:: Exercise objective ::
Print the passage of the blog excerpt below, word for word, starting at the words "Empty swimming pool" and ending after "be gratefully received.".

------ Document passage ------

Thursday, February 11, 2016

Cereal addiction anger

Worcester News: Man seeks help for his 13-a-day cereal habit

I dare say it's actually the sackload of sugar he's getting through every week to which he's addicted

Spotter's Badge: Tim, Mat

Empty swimming pool anger

Eastern Daily Press: School needs £25,000 to fix their swimming pool

Alternatively, just send any unwanted bottles of Evian you may have around the house, and they will be gratefully received.

Spotter's Badge: Dave

Wednesday, February 10, 2016

Church vandalism anger

Stratford-upon-Avon Herald: Idiots smash windows at country's oldest church

This sounds like a job for THE SPANISH INQUISITION (pictured)

Spotter's Badge: Don

Charity theft anger

Hull Daily Mail: Thieves steal clothes from ex-offenders' charity

Luckily, the victim is guarding the most important trousers in the building.

Spotter's Badge: Ian

No gas for two days anger

Great Yarmouth Mercury: Couple go without gas heating for two days because the house next door burned down and some sort of rubbish about "safety"

He has the air of an evil preacher in a horror movie. He ought to go into acting and audition solely for roles as evil preachers in horror movies just to prove me correct.

Spotter's Badge: Dave

Flaming tumble dryer anger

Bournemouth Echo: I was warned my tumble dryer might catch fire, and it caught fire

One of the few direct hits predicted by Nostradamus.

Spotter's Badge: Kevin

Tuesday, February 09, 2016

Mail order snake anger

Hull Daily Mail: 'We spent £325 on a mail order snake and it turned up dead'

Rule of thumb: Don't buy mail order snakes.

Spotter's Badge: Ian, L0wey

Broken steps/rubbish hi-viz tabard anger

Essex Echo: Councillors wonder why oh why oh why nobody's maintained this pathway

Those are clearly the worst hi-viz tabards in the whole history of people wearing hi-viz tabards

Overgrown hedge anger

Lincolnshire Echo: Council tell man to cut back his 100 metre long yew hedge, or else

Get on with it, you clipper-shy layabout

Spotter's Badge: Christina

Monday, February 08, 2016

Worst New Years Eve EVER anger

Bexley News Shopper: There were not enough seats at golf club's New Year party and it was the worst New Year EVER

Worst ever? She didn't wake up freezing cold and puking in a gutter after 12 pints of heavy and whiskey chasers.

------ Dataset ------

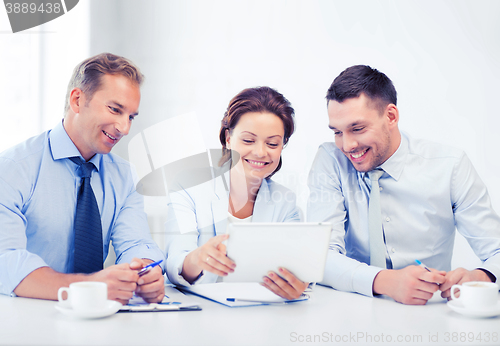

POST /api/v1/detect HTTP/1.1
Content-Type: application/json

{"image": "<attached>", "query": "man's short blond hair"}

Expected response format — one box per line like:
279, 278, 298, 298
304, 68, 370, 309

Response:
64, 53, 144, 116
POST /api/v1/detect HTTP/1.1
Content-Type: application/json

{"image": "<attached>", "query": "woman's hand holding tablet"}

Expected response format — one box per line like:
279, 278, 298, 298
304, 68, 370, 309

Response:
262, 268, 309, 300
181, 234, 236, 283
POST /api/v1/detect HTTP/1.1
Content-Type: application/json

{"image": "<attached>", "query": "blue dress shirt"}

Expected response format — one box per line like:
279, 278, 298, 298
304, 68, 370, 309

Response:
0, 123, 164, 294
307, 135, 500, 296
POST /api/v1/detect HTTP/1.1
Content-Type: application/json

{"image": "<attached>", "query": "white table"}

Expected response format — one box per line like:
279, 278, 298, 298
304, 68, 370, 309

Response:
0, 286, 500, 346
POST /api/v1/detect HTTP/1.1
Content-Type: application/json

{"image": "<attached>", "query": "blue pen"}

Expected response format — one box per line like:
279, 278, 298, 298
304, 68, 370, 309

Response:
415, 260, 431, 272
137, 260, 163, 276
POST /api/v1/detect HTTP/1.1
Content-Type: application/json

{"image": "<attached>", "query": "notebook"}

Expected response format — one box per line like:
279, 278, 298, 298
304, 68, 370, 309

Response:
224, 222, 332, 282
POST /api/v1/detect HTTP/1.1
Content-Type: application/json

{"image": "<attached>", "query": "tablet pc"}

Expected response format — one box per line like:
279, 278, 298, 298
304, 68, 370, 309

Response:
224, 222, 332, 282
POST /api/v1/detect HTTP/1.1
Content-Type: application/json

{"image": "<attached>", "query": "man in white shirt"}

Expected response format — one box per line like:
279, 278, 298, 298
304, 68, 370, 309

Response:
308, 65, 500, 304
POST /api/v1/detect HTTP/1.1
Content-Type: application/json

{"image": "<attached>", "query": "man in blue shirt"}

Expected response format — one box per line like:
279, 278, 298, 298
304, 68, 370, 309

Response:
0, 53, 164, 304
308, 65, 500, 304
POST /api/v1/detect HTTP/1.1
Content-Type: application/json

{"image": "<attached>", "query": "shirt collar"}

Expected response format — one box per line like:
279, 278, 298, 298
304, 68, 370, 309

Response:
49, 120, 102, 171
380, 134, 408, 181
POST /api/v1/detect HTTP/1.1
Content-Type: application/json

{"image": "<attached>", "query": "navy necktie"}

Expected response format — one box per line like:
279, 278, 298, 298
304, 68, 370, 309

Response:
70, 157, 103, 273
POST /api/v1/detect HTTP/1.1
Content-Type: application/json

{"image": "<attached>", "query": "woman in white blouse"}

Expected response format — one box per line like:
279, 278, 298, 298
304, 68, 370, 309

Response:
165, 87, 307, 299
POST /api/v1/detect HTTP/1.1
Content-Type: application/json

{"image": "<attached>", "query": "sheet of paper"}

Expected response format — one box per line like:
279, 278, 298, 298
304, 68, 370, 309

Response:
179, 282, 309, 307
120, 286, 201, 312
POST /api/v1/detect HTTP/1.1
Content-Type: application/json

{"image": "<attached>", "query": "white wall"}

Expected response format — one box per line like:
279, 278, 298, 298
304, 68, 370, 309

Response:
0, 0, 500, 268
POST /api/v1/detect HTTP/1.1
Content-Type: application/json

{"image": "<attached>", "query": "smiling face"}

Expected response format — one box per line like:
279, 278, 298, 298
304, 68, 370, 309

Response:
226, 112, 285, 183
64, 74, 141, 161
328, 94, 401, 172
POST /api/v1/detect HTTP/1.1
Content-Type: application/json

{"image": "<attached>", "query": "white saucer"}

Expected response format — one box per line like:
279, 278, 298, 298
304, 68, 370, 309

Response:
56, 300, 123, 318
446, 300, 500, 317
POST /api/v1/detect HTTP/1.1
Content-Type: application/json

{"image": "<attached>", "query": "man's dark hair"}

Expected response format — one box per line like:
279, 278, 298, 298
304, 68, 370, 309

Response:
326, 65, 397, 110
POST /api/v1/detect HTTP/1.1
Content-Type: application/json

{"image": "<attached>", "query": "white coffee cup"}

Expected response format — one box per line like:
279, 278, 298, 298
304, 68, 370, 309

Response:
451, 281, 498, 309
57, 281, 108, 312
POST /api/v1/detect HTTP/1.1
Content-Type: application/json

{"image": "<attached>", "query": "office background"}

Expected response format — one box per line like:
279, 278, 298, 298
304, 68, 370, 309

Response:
0, 0, 500, 267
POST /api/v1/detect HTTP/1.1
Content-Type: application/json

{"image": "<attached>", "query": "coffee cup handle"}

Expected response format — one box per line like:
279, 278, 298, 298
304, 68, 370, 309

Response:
57, 287, 70, 302
450, 285, 462, 300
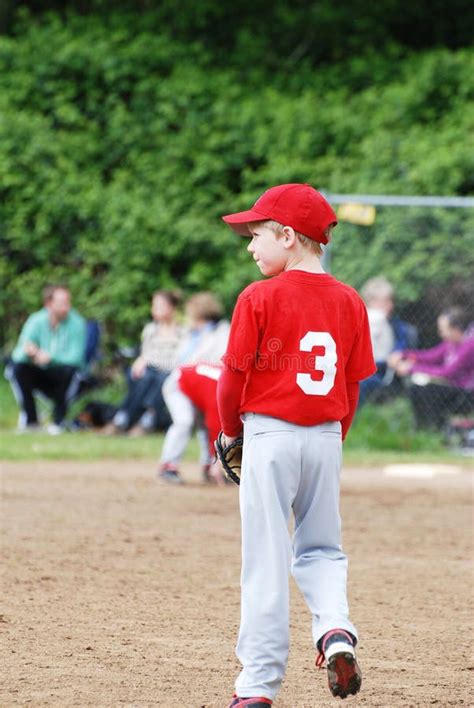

------

:: Response to this task ::
Empty swimming pool anger

Eastern Daily Press: School needs £25,000 to fix their swimming pool

Alternatively, just send any unwanted bottles of Evian you may have around the house, and they will be gratefully received.